## BEGIN Selected excerpt
Posted by Dana Epp
Azure Resource Locks : Preventing Unwanted Changes And Deletion Of Your Cloud Resources
You lock up things that are important to you like your house, car, and bicycle right? Of course you do. You really should be doing that with your cloud resources too. In the latest episode of #KnowOps, we cover why its important to lock your resources using Azure Resource Locks.
You can check it out below.
Ever look back on an outage, and wonder if it could have been avoided? I've got an interesting story to share. I'm not really sure I wanna talk about this, but maybe learning from my mistakes can help you avoid the consequences of inaction.
Dana Epp here, welcome to the channel that helps aspiring Azure administrators like you and me to know ops and well, master the Microsoft Cloud. I'm glad you're back, unless of course this is your first time. In which case, welcome. I hope you'll smash the subscribe button, and join us as I publish more videos each and every week.
So sometimes learning from the experience of others can be a real asset. And man, can you learn from my war wounds. I'm probably being a little harder on myself than I really should be. But you know what, the buck stops with me. Blaming other peoples' actions doesn't help things. Let me explain.
A few months back I got a call from someone I worked with on an Azure deployment from several years ago. They had an outage, and the system didn't failover the way it was designed to. When they looked into the incident, they realized that the secondary region failover infrastructure wasn't there. Like gone, nowhere to be found. So they were checking with me to see if I knew if it was actually deployed at some point.
## END Selected excerpt
## BEGIN Record set
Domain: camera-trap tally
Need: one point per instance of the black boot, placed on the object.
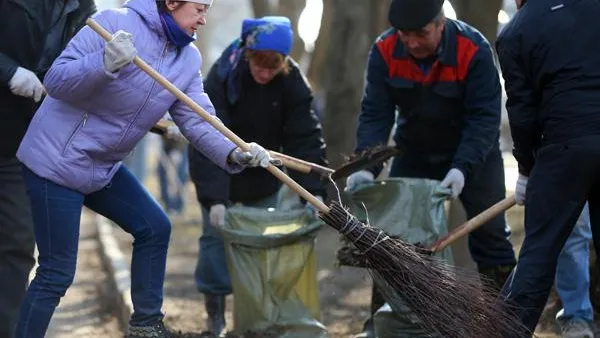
(496, 275)
(215, 309)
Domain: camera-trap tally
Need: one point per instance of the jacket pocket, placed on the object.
(75, 131)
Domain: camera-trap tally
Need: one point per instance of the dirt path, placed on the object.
(83, 311)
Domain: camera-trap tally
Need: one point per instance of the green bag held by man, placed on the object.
(413, 210)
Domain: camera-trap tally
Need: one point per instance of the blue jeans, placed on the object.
(56, 217)
(171, 193)
(573, 274)
(212, 276)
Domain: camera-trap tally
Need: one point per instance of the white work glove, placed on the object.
(455, 180)
(521, 189)
(174, 134)
(314, 209)
(119, 51)
(358, 178)
(26, 83)
(217, 215)
(256, 156)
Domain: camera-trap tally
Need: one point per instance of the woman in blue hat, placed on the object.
(260, 93)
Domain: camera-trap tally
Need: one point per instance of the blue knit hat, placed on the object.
(269, 33)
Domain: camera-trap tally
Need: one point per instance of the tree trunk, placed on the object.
(345, 68)
(292, 9)
(319, 55)
(482, 15)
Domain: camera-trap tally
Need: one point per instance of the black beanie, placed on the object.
(410, 15)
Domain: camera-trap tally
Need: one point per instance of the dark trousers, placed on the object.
(16, 243)
(489, 245)
(565, 175)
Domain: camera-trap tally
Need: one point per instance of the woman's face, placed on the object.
(188, 15)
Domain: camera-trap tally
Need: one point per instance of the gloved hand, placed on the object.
(119, 51)
(455, 180)
(174, 134)
(257, 156)
(358, 178)
(26, 83)
(521, 189)
(314, 209)
(217, 215)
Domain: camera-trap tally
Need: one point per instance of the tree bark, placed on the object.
(345, 67)
(482, 15)
(292, 9)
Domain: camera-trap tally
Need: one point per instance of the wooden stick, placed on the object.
(181, 96)
(289, 162)
(473, 223)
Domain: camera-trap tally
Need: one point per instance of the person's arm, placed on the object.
(211, 181)
(482, 101)
(79, 69)
(302, 134)
(202, 135)
(378, 110)
(522, 106)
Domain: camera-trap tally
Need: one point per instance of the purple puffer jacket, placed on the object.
(91, 120)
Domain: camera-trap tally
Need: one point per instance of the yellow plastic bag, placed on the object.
(272, 266)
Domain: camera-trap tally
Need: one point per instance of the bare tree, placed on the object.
(481, 14)
(345, 67)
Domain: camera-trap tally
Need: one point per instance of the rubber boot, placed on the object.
(496, 275)
(215, 309)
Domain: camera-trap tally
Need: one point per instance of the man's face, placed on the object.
(423, 43)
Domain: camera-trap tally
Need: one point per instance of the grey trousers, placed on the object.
(16, 243)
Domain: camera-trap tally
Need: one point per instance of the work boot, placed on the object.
(215, 309)
(496, 275)
(576, 328)
(156, 330)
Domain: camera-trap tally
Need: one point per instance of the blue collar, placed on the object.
(175, 34)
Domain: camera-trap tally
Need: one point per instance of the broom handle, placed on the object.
(181, 96)
(473, 223)
(290, 162)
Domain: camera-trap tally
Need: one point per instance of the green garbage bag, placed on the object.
(412, 209)
(272, 266)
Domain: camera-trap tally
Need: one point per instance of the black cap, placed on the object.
(410, 15)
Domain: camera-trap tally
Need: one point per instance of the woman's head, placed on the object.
(189, 15)
(268, 42)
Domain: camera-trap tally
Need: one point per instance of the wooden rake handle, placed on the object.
(181, 96)
(473, 223)
(290, 162)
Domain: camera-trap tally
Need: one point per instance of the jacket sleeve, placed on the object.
(376, 118)
(302, 133)
(211, 181)
(482, 100)
(79, 69)
(522, 106)
(201, 134)
(8, 67)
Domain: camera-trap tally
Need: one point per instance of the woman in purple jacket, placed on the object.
(99, 105)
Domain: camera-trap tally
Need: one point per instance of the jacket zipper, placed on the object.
(164, 53)
(80, 125)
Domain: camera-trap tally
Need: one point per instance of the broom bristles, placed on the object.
(450, 302)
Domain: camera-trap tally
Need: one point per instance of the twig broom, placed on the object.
(447, 304)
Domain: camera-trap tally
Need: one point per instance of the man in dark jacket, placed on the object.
(551, 66)
(33, 35)
(440, 76)
(259, 93)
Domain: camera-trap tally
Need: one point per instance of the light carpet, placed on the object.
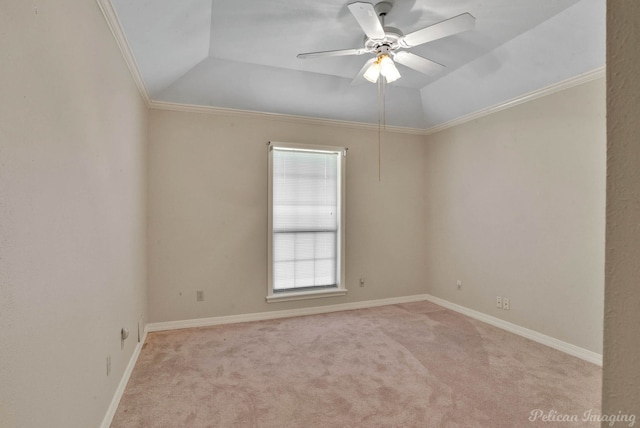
(405, 365)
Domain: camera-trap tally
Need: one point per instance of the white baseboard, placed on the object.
(111, 411)
(261, 316)
(543, 339)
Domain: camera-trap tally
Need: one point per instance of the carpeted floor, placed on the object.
(406, 365)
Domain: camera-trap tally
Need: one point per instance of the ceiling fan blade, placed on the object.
(359, 79)
(342, 52)
(418, 63)
(367, 17)
(451, 26)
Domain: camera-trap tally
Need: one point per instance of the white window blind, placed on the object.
(306, 216)
(306, 221)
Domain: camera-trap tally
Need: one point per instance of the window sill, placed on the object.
(303, 295)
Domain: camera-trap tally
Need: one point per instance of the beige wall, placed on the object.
(208, 213)
(515, 208)
(72, 213)
(621, 386)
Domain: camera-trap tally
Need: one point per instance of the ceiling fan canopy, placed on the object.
(388, 43)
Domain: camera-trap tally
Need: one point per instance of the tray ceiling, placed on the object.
(242, 55)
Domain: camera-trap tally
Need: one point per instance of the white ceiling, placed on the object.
(241, 54)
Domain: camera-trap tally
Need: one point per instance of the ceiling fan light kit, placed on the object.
(387, 43)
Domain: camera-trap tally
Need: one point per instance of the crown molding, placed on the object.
(530, 96)
(113, 22)
(220, 111)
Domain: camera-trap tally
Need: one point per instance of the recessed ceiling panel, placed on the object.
(242, 54)
(167, 38)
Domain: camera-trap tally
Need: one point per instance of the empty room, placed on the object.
(407, 213)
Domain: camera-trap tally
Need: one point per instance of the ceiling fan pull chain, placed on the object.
(380, 86)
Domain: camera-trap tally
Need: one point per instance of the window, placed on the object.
(306, 221)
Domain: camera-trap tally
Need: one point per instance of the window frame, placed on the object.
(340, 290)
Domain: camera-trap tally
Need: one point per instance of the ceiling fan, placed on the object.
(386, 43)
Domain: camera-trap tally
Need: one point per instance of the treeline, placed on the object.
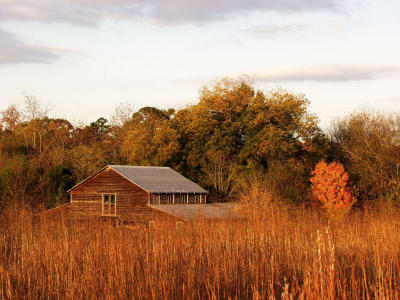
(234, 137)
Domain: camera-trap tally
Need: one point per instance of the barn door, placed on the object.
(109, 207)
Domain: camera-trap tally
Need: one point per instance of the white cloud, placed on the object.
(91, 12)
(272, 30)
(335, 73)
(13, 50)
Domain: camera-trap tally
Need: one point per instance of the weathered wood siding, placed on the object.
(131, 200)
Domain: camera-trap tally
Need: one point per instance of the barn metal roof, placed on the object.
(158, 179)
(205, 211)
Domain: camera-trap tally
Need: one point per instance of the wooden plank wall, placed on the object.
(131, 200)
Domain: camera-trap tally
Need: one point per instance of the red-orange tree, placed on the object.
(330, 186)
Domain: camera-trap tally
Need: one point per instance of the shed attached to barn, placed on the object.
(128, 192)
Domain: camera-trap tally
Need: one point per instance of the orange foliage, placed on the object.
(330, 186)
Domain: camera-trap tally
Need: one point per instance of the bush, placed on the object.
(330, 187)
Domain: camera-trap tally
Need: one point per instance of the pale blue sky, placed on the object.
(86, 56)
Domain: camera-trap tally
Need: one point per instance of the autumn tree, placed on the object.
(150, 139)
(235, 124)
(330, 187)
(10, 117)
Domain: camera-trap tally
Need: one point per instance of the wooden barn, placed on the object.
(132, 194)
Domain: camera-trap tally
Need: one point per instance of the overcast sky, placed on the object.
(86, 56)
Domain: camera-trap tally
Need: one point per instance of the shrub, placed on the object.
(330, 187)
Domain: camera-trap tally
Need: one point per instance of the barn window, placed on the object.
(109, 204)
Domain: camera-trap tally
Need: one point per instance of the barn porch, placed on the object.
(178, 198)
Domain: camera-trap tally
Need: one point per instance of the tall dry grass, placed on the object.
(284, 254)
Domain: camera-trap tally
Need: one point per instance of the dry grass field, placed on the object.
(283, 254)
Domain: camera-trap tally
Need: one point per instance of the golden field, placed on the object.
(282, 253)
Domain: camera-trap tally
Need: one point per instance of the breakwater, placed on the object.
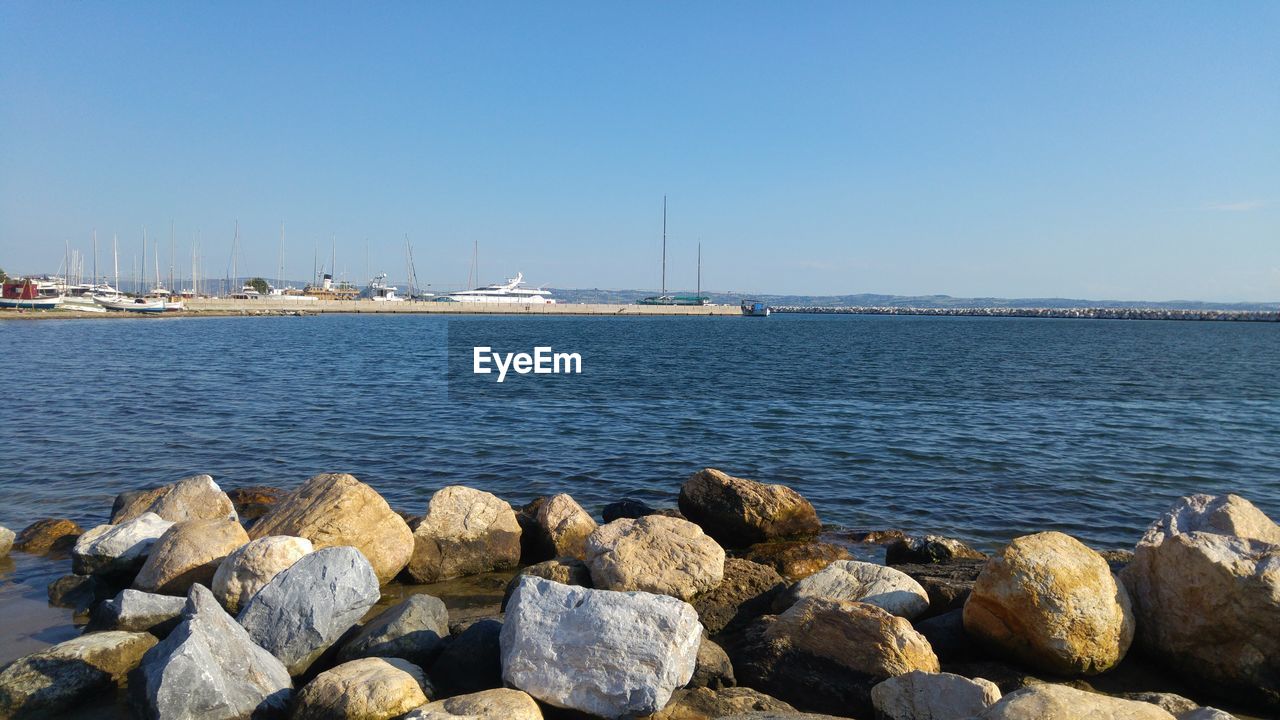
(1061, 313)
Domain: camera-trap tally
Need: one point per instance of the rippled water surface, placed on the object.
(981, 428)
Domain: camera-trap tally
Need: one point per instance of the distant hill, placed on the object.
(871, 300)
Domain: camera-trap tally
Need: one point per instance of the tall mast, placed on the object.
(663, 245)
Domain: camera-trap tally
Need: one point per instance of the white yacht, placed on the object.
(504, 292)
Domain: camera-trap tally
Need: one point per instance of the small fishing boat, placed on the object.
(133, 304)
(26, 295)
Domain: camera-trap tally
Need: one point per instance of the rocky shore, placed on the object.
(266, 602)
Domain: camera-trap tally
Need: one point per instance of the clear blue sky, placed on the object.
(1105, 150)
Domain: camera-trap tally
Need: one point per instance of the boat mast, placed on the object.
(663, 245)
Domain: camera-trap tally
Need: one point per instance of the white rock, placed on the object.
(118, 548)
(604, 652)
(863, 582)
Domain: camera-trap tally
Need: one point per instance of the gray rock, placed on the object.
(118, 548)
(209, 669)
(45, 683)
(471, 660)
(611, 654)
(713, 669)
(862, 582)
(140, 611)
(414, 630)
(306, 609)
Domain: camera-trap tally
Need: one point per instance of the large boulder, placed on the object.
(932, 696)
(1060, 702)
(196, 497)
(306, 609)
(604, 652)
(370, 688)
(654, 554)
(1196, 586)
(252, 565)
(45, 683)
(336, 510)
(50, 534)
(499, 703)
(561, 528)
(118, 550)
(187, 554)
(138, 611)
(414, 630)
(862, 582)
(465, 532)
(209, 669)
(746, 592)
(1051, 602)
(826, 655)
(471, 660)
(739, 513)
(796, 560)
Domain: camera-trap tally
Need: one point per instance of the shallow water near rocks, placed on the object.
(981, 428)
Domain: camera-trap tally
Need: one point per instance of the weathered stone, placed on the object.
(209, 669)
(826, 655)
(499, 703)
(796, 560)
(138, 611)
(252, 502)
(471, 660)
(412, 630)
(627, 507)
(654, 554)
(597, 651)
(746, 592)
(1051, 602)
(334, 510)
(307, 607)
(1196, 586)
(713, 668)
(1060, 702)
(946, 583)
(252, 565)
(45, 536)
(187, 554)
(45, 683)
(196, 497)
(561, 528)
(563, 570)
(370, 688)
(739, 513)
(465, 532)
(860, 582)
(928, 548)
(118, 550)
(932, 696)
(708, 703)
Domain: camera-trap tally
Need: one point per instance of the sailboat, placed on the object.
(663, 299)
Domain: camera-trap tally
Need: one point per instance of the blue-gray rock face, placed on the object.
(609, 654)
(306, 609)
(209, 669)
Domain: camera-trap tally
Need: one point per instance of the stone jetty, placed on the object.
(310, 602)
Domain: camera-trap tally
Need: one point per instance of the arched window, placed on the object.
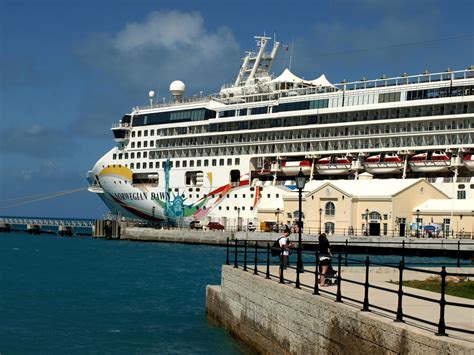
(329, 228)
(330, 209)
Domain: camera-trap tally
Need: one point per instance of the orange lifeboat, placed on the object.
(428, 162)
(334, 165)
(385, 163)
(294, 167)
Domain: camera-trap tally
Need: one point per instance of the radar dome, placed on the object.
(177, 88)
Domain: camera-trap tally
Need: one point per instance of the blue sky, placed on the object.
(69, 69)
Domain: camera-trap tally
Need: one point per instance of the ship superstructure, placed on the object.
(226, 156)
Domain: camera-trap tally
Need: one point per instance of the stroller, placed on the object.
(330, 276)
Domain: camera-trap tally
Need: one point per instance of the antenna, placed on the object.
## END Record set
Given exercise 1.
Can you reproduce, word for word, the part of the Azure Resource Locks post that opens with the words containing "Posted by Dana" and closes with "consequences of inaction."?
Given exercise 2.
What does the Azure Resource Locks post say about each of these?
(a) Which three things does it say you lock up?
(b) In which episode series does it cover locking resources?
(c) What did the people who had the outage find was not there?
Given exercise 3.
Does each statement agree with the Azure Resource Locks post?
(a) Dana Epp got a call from someone he worked with on an Azure deployment several years ago.
(b) During the outage, the system failed over the way it was designed to.
(c) New videos are published once a month.

Correct answer 1.
Posted by Dana Epp
Azure Resource Locks : Preventing Unwanted Changes And Deletion Of Your Cloud Resources
You lock up things that are important to you like your house, car, and bicycle right? Of course you do. You really should be doing that with your cloud resources too. In the latest episode of #KnowOps, we cover why its important to lock your resources using Azure Resource Locks.
You can check it out below.
Ever look back on an outage, and wonder if it could have been avoided? I've got an interesting story to share. I'm not really sure I wanna talk about this, but maybe learning from my mistakes can help you avoid the consequences of inaction.

Correct answer 2.
(a) Your house, car, and bicycle.
(b) #KnowOps.
(c) The secondary region failover infrastructure.

Correct answer 3.
(a) Yes: "A few months back I got a call from someone I worked with on an Azure deployment from several years ago."
(b) No: "They had an outage, and the system didn't failover the way it was designed to."
(c) No: "as I publish more videos each and every week."